What you will do:
Reproduce every record below exactly as it appears.

Data entries:

START

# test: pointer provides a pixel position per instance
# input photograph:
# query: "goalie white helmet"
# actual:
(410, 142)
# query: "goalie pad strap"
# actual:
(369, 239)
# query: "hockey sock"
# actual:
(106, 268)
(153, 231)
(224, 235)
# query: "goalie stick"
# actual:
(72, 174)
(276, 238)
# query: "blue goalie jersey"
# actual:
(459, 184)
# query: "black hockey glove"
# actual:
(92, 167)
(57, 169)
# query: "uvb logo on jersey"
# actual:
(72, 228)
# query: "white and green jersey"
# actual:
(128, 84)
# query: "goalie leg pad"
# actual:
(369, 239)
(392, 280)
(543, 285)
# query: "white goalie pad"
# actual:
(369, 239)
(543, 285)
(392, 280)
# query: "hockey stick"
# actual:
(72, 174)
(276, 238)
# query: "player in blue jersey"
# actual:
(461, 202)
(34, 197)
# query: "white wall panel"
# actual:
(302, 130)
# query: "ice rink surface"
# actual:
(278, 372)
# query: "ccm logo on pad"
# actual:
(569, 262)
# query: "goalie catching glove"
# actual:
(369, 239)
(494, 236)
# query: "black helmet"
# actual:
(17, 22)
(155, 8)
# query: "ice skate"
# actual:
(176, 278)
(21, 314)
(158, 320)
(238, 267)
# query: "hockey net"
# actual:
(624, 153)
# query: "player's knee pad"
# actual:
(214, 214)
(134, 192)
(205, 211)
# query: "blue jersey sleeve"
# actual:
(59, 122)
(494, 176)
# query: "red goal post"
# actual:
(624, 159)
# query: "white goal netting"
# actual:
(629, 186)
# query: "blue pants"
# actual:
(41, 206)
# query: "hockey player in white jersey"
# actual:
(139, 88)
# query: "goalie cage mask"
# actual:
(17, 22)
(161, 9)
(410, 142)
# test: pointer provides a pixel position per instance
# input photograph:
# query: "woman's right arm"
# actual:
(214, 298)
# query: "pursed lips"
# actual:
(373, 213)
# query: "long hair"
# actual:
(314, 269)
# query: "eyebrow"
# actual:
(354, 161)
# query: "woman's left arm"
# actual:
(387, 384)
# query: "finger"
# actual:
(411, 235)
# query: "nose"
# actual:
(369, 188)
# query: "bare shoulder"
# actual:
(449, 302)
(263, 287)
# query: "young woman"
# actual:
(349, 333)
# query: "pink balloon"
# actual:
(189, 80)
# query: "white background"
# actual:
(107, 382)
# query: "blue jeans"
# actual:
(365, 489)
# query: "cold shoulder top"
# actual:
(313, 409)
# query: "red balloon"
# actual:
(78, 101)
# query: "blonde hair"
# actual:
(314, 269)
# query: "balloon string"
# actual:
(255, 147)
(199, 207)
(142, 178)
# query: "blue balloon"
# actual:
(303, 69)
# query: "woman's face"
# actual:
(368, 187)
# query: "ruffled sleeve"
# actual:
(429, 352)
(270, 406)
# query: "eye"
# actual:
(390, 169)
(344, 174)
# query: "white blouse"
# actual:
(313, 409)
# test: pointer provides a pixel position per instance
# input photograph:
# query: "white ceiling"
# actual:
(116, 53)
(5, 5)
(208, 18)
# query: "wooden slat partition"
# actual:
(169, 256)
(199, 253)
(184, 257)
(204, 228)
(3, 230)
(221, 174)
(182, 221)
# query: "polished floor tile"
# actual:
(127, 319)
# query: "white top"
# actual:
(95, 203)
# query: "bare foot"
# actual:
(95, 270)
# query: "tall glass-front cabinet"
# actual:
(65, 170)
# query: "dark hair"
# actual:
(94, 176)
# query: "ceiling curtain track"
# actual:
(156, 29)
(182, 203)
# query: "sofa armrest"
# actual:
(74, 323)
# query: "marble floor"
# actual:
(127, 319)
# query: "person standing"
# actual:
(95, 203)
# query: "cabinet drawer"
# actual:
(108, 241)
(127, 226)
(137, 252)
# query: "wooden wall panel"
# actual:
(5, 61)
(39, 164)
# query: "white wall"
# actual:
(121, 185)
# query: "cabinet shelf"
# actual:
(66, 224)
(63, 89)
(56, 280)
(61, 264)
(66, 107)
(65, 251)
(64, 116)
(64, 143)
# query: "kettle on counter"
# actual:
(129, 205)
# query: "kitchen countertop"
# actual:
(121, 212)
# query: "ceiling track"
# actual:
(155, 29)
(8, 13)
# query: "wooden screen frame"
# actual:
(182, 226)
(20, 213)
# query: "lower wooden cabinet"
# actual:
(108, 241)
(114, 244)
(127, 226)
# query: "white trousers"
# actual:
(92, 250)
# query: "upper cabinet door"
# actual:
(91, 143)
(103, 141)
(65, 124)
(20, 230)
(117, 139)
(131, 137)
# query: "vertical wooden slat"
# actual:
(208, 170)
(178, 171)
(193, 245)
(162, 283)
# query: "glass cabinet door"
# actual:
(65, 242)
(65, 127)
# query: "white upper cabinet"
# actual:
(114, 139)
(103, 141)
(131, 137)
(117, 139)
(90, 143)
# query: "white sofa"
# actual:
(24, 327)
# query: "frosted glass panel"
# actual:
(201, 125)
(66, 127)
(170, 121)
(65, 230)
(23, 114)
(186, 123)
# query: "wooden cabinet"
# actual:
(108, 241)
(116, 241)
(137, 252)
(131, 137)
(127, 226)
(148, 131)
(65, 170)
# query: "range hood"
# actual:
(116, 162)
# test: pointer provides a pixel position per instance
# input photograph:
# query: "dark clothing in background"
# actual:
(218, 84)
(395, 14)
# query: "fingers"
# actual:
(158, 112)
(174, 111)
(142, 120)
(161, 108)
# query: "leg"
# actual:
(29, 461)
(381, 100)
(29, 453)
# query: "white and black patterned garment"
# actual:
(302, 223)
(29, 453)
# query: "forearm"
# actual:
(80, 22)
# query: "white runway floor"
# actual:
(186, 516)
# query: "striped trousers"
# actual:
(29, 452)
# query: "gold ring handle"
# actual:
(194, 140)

END

Answer to the task:
# test: pointer provides a pixel position per instance
# input photograph:
# query: "goalie white helmet"
# actual:
(410, 142)
# query: "goalie pad strap"
# actual:
(369, 239)
# query: "hockey sock"
# actual:
(106, 268)
(153, 231)
(224, 235)
# query: "goalie stick"
# actual:
(72, 174)
(276, 238)
# query: "blue goalie jersey"
# actual:
(459, 184)
# query: "black hockey glove"
# actual:
(92, 167)
(57, 169)
# query: "uvb logo on jersey"
# actual:
(72, 228)
# query: "white and green jersey"
# actual:
(128, 84)
# query: "goalie leg pad"
# actual:
(369, 239)
(392, 280)
(543, 285)
# query: "white goalie pad"
# actual:
(369, 239)
(543, 285)
(392, 280)
# query: "hockey stick"
# actual:
(72, 174)
(276, 238)
# query: "player in blue jersey"
# actual:
(461, 202)
(34, 197)
# query: "white wall panel"
# actual:
(302, 130)
# query: "ice rink surface"
# actual:
(278, 372)
# query: "ccm logo on pad"
# actual:
(569, 262)
# query: "goalie catching glove"
# actual:
(369, 239)
(494, 236)
# query: "black helmet"
# actual:
(17, 22)
(155, 8)
# query: "ice skate"
# actual:
(176, 278)
(21, 314)
(158, 320)
(238, 267)
# query: "hockey net"
# actual:
(624, 153)
# query: "player's knee pad"
# actual:
(214, 214)
(134, 192)
(205, 211)
# query: "blue jersey sleeve"
# actual:
(59, 122)
(494, 176)
# query: "red goal post"
# actual:
(624, 159)
# query: "white goal netting"
# actual:
(629, 186)
# query: "blue pants"
# actual:
(41, 206)
# query: "hockey player in white jersey"
# actual:
(139, 88)
# query: "goalie cage mask"
# actual:
(17, 22)
(161, 9)
(410, 142)
# test: pointer provides a pixel position per instance
# input photograph:
# query: "woman's right arm"
# actual:
(214, 298)
# query: "pursed lips"
# actual:
(373, 213)
# query: "long hair"
# actual:
(314, 269)
# query: "eyebrow"
# actual:
(354, 161)
# query: "woman's left arm"
# actual:
(387, 384)
# query: "finger"
# actual:
(411, 235)
# query: "nose"
# actual:
(369, 188)
# query: "bare shoulder"
# actual:
(449, 302)
(263, 287)
# query: "young woman"
# actual:
(349, 333)
# query: "pink balloon"
# actual:
(189, 80)
# query: "white background"
# actual:
(107, 382)
# query: "blue jeans"
# actual:
(365, 489)
# query: "cold shoulder top"
# actual:
(313, 409)
# query: "red balloon"
# actual:
(78, 101)
# query: "blonde hair"
# actual:
(314, 269)
# query: "balloon string"
# actual:
(255, 147)
(199, 207)
(142, 178)
# query: "blue balloon"
# actual:
(303, 69)
# query: "woman's face"
# actual:
(368, 187)
# query: "ruffled sleeve"
# actual:
(429, 352)
(270, 406)
# query: "eye"
# actual:
(390, 169)
(344, 174)
# query: "white blouse"
# actual:
(313, 409)
# test: pointer provides a pixel position per instance
# input photograph:
# query: "white ceiling"
# actual:
(116, 53)
(5, 5)
(208, 18)
# query: "wooden slat partition"
# actual:
(169, 256)
(199, 253)
(184, 257)
(204, 228)
(3, 230)
(221, 174)
(182, 221)
# query: "polished floor tile"
# actual:
(127, 319)
# query: "white top"
# actual:
(95, 203)
# query: "bare foot"
# actual:
(95, 270)
# query: "tall glass-front cabinet"
# actual:
(65, 170)
# query: "dark hair"
# actual:
(94, 176)
# query: "ceiling curtain track"
# actual:
(156, 29)
(182, 203)
# query: "sofa armrest"
# actual:
(74, 323)
# query: "marble floor"
# actual:
(127, 319)
# query: "person standing"
# actual:
(95, 203)
# query: "cabinet drawer"
# actual:
(108, 241)
(127, 226)
(137, 252)
# query: "wooden wall panel"
# actual:
(5, 61)
(39, 164)
# query: "white wall"
# actual:
(121, 185)
# query: "cabinet shelf"
# actual:
(66, 224)
(63, 89)
(56, 280)
(61, 264)
(66, 107)
(65, 251)
(64, 116)
(64, 143)
# query: "kettle on counter"
# actual:
(129, 205)
# query: "kitchen countertop"
# actual:
(121, 212)
# query: "ceiling track"
# actual:
(155, 29)
(8, 13)
# query: "wooden screen frame"
# actual:
(182, 226)
(20, 213)
# query: "lower wooden cabinet"
# actual:
(108, 241)
(114, 244)
(127, 226)
# query: "white trousers"
# actual:
(92, 250)
# query: "upper cabinet door"
# actual:
(91, 143)
(103, 141)
(65, 124)
(20, 230)
(117, 139)
(131, 137)
# query: "vertical wooden slat"
# actual:
(208, 170)
(178, 171)
(193, 245)
(162, 283)
# query: "glass cabinet door"
# actual:
(65, 242)
(65, 127)
# query: "white upper cabinet"
# actual:
(114, 139)
(103, 141)
(131, 137)
(117, 139)
(90, 143)
# query: "white sofa"
# actual:
(24, 327)
# query: "frosted glass panel"
# actual:
(201, 125)
(66, 127)
(170, 121)
(65, 230)
(23, 114)
(186, 123)
# query: "wooden cabinet"
# actual:
(108, 241)
(116, 241)
(137, 252)
(131, 137)
(127, 226)
(148, 131)
(65, 170)
# query: "range hood"
# actual:
(116, 162)
# test: pointer provides a pixel position per instance
# input photograph:
# query: "dark clothing in background"
# actual:
(218, 84)
(395, 14)
# query: "fingers"
# actual:
(158, 112)
(174, 111)
(142, 120)
(161, 108)
# query: "leg"
# actual:
(29, 461)
(381, 100)
(29, 453)
# query: "white and black patterned garment"
# actual:
(302, 223)
(29, 453)
# query: "forearm"
# actual:
(80, 22)
# query: "white runway floor"
# actual:
(186, 516)
# query: "striped trousers"
# actual:
(29, 452)
# query: "gold ring handle"
# actual:
(194, 140)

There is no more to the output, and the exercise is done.